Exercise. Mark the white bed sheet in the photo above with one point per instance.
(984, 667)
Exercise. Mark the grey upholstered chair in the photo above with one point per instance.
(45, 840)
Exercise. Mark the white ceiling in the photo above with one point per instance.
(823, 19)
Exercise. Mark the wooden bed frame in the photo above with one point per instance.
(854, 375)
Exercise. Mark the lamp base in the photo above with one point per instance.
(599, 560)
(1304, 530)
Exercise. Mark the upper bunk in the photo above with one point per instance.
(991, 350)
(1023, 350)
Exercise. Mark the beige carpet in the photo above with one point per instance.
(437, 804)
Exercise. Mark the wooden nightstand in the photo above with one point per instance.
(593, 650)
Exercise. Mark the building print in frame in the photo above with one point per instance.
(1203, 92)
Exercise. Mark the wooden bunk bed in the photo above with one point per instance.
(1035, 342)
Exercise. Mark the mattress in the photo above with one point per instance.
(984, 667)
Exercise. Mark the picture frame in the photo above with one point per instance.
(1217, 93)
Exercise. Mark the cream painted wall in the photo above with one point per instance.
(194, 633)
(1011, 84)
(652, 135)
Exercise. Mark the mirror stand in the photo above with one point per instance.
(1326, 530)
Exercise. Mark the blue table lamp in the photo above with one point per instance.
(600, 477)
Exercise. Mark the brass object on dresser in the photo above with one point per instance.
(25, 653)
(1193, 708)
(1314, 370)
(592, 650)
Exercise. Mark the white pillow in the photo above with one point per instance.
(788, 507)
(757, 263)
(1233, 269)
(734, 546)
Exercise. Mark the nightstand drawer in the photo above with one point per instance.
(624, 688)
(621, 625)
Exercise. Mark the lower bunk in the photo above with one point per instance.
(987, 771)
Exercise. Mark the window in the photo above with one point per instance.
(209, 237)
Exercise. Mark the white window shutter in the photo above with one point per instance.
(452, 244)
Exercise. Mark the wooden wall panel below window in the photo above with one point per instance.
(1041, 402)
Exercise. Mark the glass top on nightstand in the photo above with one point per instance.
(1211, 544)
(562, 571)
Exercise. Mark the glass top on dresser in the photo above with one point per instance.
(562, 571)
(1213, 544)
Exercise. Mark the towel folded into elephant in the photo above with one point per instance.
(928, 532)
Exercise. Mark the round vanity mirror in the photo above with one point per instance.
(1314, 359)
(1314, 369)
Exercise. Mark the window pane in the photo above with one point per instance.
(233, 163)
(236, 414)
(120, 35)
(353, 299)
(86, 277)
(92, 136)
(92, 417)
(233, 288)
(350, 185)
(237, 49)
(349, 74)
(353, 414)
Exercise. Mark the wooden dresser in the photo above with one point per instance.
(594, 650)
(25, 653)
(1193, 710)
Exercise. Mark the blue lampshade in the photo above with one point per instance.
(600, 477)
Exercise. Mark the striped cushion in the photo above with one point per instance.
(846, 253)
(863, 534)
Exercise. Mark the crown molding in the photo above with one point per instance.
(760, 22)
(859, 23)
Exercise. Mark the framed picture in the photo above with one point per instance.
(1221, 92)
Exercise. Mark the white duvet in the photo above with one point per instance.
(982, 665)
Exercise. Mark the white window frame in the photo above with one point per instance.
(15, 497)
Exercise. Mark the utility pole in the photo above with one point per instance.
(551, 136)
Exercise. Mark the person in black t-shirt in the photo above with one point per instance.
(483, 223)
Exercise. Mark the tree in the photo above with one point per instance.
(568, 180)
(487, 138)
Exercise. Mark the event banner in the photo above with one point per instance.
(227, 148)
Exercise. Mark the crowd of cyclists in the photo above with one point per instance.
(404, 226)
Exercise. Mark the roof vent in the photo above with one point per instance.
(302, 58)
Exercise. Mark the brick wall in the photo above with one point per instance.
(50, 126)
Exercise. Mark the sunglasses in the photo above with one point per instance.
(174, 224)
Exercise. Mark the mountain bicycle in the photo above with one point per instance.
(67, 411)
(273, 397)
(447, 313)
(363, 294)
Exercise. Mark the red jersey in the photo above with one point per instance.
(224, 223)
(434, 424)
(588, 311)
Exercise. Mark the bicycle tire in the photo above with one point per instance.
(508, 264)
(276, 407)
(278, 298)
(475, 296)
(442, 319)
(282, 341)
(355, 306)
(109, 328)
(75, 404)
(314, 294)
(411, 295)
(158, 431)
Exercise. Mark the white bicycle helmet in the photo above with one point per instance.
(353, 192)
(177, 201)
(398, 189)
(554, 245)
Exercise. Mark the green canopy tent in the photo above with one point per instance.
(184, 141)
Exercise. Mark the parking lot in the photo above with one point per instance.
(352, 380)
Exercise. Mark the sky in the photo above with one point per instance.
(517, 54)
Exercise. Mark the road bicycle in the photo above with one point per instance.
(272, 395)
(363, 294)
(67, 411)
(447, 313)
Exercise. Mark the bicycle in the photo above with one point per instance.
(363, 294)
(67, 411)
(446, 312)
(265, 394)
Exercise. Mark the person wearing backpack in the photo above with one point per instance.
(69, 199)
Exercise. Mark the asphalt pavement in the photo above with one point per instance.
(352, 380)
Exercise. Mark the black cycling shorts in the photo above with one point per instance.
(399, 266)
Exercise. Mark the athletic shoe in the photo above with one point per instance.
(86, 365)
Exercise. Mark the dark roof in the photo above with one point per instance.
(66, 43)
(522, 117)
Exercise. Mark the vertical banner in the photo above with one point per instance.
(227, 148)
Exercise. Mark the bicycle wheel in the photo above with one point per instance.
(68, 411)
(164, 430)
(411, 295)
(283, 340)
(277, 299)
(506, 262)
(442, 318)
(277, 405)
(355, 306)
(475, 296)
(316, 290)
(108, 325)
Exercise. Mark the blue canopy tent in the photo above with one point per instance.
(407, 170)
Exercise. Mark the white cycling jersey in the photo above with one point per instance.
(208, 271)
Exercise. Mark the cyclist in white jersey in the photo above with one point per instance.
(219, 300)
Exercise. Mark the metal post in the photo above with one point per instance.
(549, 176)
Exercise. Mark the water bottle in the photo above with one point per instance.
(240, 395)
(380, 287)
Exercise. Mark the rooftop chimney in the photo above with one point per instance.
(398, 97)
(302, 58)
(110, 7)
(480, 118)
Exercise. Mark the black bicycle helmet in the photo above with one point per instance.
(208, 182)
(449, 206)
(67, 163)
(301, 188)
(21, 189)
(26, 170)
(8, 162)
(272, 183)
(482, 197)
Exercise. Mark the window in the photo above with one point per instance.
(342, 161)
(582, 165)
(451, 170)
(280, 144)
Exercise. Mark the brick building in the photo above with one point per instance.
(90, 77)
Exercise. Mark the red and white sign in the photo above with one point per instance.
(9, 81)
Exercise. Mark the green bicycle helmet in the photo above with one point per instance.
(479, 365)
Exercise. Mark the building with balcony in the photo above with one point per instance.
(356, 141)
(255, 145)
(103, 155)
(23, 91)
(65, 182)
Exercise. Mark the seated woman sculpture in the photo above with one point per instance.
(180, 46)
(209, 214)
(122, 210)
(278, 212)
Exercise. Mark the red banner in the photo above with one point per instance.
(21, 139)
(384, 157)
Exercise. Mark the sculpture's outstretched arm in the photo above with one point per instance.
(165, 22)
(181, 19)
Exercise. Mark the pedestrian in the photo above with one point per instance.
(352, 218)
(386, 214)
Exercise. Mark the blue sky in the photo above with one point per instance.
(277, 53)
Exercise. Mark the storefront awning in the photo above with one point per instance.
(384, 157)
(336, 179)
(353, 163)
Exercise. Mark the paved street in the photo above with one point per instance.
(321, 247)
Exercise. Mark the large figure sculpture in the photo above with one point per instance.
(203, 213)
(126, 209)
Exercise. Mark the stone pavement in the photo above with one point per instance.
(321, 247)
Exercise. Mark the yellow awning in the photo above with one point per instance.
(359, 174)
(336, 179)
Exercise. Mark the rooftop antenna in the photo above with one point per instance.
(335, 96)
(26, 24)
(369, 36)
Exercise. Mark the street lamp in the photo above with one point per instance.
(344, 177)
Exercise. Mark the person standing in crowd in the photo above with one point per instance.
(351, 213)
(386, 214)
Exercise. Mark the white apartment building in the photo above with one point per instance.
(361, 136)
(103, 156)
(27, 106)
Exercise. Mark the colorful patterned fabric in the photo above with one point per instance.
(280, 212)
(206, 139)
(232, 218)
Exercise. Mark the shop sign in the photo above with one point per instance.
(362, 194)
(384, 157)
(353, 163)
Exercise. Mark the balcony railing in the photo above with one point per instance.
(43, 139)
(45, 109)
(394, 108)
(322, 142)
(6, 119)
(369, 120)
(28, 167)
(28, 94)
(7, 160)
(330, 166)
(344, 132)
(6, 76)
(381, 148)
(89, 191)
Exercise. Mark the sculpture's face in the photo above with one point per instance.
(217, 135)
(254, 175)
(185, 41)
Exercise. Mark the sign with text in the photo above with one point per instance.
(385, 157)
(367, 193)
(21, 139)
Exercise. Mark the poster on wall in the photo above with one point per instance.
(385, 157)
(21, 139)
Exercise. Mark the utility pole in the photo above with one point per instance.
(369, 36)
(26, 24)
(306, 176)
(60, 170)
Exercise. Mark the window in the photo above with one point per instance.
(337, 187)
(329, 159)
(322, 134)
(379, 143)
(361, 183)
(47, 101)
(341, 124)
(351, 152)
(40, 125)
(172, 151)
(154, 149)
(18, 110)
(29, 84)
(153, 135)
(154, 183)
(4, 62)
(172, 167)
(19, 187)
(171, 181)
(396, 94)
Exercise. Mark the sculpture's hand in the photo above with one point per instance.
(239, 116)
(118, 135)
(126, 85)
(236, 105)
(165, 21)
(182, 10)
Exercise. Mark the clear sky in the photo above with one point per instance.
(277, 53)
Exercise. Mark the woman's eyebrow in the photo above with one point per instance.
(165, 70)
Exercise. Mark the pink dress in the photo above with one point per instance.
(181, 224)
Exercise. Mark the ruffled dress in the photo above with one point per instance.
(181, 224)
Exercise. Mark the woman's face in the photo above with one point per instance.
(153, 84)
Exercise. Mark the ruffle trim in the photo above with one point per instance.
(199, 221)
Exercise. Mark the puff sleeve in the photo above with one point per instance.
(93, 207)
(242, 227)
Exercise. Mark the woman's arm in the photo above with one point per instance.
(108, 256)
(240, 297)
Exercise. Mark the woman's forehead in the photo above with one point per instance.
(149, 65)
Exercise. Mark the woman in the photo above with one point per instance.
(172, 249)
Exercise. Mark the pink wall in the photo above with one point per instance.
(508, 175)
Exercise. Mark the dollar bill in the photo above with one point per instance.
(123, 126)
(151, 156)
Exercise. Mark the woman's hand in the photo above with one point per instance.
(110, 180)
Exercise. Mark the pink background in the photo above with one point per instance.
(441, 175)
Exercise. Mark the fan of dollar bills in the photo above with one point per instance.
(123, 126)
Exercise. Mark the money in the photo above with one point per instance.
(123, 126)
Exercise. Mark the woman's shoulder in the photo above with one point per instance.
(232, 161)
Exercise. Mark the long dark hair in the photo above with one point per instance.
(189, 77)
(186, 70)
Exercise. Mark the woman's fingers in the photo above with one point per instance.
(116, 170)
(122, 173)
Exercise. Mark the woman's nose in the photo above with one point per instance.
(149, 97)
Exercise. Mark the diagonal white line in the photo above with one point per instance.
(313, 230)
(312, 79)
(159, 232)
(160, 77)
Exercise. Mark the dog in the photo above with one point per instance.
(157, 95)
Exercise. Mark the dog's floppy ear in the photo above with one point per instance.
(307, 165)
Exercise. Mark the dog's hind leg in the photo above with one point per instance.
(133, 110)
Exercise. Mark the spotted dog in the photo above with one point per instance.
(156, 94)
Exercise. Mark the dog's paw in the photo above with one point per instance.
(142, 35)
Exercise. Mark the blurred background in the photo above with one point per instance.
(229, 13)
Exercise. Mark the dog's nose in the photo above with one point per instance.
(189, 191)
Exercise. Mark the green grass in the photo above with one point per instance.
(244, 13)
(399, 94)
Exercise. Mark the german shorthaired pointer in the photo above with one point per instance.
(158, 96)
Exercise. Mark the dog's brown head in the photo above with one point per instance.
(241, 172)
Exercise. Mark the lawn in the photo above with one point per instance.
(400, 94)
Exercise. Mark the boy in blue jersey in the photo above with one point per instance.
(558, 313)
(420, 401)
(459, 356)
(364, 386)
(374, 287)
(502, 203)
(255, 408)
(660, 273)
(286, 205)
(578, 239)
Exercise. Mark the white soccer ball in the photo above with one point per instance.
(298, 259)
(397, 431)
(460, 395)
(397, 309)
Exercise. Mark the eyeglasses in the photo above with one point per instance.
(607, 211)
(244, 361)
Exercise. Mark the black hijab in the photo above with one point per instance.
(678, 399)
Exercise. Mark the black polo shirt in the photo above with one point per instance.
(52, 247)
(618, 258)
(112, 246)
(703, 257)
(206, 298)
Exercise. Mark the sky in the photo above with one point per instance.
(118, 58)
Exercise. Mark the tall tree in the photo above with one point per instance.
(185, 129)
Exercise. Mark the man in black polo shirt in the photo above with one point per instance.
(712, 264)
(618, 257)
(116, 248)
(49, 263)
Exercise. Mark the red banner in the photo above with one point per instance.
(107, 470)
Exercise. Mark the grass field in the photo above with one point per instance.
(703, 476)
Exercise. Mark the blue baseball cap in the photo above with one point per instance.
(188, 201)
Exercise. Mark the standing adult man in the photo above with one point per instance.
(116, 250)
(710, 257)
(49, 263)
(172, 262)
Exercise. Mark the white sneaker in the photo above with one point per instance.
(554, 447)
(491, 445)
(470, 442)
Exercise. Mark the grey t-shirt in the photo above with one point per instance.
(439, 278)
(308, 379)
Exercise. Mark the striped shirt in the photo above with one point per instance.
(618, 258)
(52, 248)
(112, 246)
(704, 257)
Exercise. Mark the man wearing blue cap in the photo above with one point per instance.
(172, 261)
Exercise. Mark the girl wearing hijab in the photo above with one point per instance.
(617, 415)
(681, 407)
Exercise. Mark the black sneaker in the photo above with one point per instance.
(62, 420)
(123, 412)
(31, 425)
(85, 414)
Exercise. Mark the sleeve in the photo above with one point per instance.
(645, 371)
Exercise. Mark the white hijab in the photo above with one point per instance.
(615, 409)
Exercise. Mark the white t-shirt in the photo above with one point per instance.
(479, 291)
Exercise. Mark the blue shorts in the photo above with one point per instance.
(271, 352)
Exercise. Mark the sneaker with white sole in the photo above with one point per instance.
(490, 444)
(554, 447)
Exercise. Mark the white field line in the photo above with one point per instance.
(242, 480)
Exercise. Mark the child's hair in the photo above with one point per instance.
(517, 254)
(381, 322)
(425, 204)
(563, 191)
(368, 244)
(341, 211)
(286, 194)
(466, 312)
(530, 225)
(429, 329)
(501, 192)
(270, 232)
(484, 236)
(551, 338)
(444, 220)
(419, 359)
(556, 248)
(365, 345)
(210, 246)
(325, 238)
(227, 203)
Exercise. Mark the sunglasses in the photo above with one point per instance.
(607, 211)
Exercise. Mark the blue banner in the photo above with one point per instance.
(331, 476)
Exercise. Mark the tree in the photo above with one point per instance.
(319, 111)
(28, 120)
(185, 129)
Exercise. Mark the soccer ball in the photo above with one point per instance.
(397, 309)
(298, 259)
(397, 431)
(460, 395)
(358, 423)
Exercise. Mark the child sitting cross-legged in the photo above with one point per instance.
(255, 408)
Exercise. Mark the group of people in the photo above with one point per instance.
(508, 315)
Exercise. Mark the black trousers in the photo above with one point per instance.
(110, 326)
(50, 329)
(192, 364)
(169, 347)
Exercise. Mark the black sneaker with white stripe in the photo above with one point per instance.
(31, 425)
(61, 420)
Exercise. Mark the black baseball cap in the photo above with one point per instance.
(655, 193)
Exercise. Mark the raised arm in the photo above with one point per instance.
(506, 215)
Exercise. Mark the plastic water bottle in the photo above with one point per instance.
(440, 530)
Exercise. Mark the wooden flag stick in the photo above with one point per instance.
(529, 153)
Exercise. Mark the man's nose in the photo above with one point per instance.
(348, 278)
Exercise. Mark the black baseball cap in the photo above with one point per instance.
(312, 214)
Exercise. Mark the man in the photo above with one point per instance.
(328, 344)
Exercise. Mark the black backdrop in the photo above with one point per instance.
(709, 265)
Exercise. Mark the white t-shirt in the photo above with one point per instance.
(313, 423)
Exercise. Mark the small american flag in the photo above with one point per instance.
● ● ●
▸ Your instructions
Can you arrange the records starting at the line containing "Exercise. Mark the building print" and ending at the line containing "(1193, 710)" as a two-column CSV with the headers instruction and points? Give one row for each exercise, put each field in quotation marks, and turn any line breaks into spaces.

▸ Final result
instruction,points
"Exercise. Mark the building print in frame in the photo above with one point per instance.","(1203, 92)"
"Exercise. Mark the wooden bunk bed in the photo above with one point per instance.","(1035, 342)"
"Exercise. Mark the mattress in the photo above with one point per instance.","(984, 667)"
"Exercise. Mark the picture frame in the photo above with one point per instance.","(1217, 93)"
"Exercise. Mark the cream painted wall in the photo above with one point per instance.","(194, 633) (1011, 84) (652, 135)"
"Exercise. Mark the mirror stand in the photo above with one point per instance.","(1326, 530)"
"Exercise. Mark the blue table lamp in the photo above with one point per instance.","(600, 477)"
"Exercise. Mark the brass object on dresser in the photo above with one point per instance.","(25, 653) (1193, 708) (1314, 370) (592, 650)"
"Exercise. Mark the white pillow in the photo above with one point per instance.","(788, 507) (757, 263) (1233, 269) (734, 546)"
"Exercise. Mark the nightstand drawer in the photo above with one point per instance.","(624, 688) (621, 625)"
"Exercise. Mark the lower bunk in the photo above with one point per instance.","(987, 771)"
"Exercise. Mark the window in the photo above with one point per instance.","(209, 237)"
"Exercise. Mark the white window shutter in the photo above with one point per instance.","(452, 244)"
"Exercise. Mark the wooden wall panel below window in the photo above with one point per instance.","(1041, 402)"
"Exercise. Mark the glass top on nightstand in the photo above with one point per instance.","(1211, 544) (562, 571)"
"Exercise. Mark the glass top on dresser in the photo above with one point per instance.","(562, 571) (1213, 544)"
"Exercise. Mark the towel folded into elephant in the photo above with one point per instance.","(928, 532)"
"Exercise. Mark the round vanity mirror in the photo above with one point per instance.","(1314, 359) (1314, 369)"
"Exercise. Mark the window pane in the photo above with one point per instance.","(233, 163) (236, 414) (120, 35) (353, 299) (86, 277) (92, 136) (92, 417) (233, 288) (350, 185) (237, 49) (349, 74) (353, 414)"
"Exercise. Mark the wooden dresser in the photo above with one point per instance.","(594, 650) (25, 653) (1193, 710)"